Records drawn from a dataset:
-=-=-=-=-

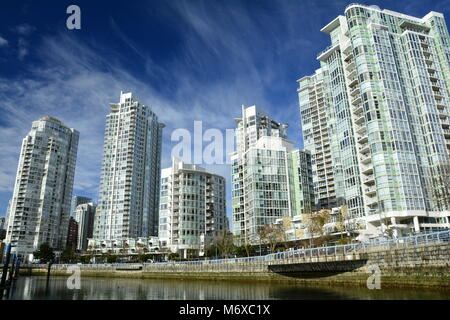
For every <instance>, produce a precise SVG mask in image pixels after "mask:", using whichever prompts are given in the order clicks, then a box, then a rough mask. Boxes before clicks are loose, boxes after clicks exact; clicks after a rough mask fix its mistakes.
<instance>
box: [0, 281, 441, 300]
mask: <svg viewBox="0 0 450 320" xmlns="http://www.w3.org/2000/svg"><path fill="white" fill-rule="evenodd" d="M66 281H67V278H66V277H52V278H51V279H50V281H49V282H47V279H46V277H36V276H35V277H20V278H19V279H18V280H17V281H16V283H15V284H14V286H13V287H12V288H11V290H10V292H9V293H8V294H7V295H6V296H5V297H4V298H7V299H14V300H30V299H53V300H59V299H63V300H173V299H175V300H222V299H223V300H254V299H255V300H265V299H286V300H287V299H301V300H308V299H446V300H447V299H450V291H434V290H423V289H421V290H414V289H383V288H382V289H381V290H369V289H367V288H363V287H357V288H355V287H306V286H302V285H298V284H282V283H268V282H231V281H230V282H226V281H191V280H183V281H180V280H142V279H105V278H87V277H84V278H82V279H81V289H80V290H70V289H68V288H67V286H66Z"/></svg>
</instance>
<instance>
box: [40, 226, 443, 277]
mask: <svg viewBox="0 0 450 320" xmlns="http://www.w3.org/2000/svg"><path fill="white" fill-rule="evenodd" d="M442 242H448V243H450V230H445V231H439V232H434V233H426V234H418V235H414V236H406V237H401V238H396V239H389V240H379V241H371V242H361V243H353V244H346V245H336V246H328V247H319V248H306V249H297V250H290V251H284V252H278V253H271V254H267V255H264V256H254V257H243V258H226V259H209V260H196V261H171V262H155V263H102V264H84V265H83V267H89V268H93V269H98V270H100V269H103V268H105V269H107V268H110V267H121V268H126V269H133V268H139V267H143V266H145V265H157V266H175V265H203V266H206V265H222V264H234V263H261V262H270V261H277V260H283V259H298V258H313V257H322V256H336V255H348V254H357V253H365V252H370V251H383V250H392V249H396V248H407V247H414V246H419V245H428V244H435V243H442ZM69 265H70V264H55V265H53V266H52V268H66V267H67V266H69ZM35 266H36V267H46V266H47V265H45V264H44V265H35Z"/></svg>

-=-=-=-=-

If a line above holds the string "instance", copy it out.

For every <instance>, produce a precise SVG mask in image pixels after "mask:", using whichever prompts are given in the order clicks, then a box, then a rough mask. Boxes before clicks are loose, boxes after clicks exact; clicks after a rough mask fix its mistakes.
<instance>
</instance>
<instance>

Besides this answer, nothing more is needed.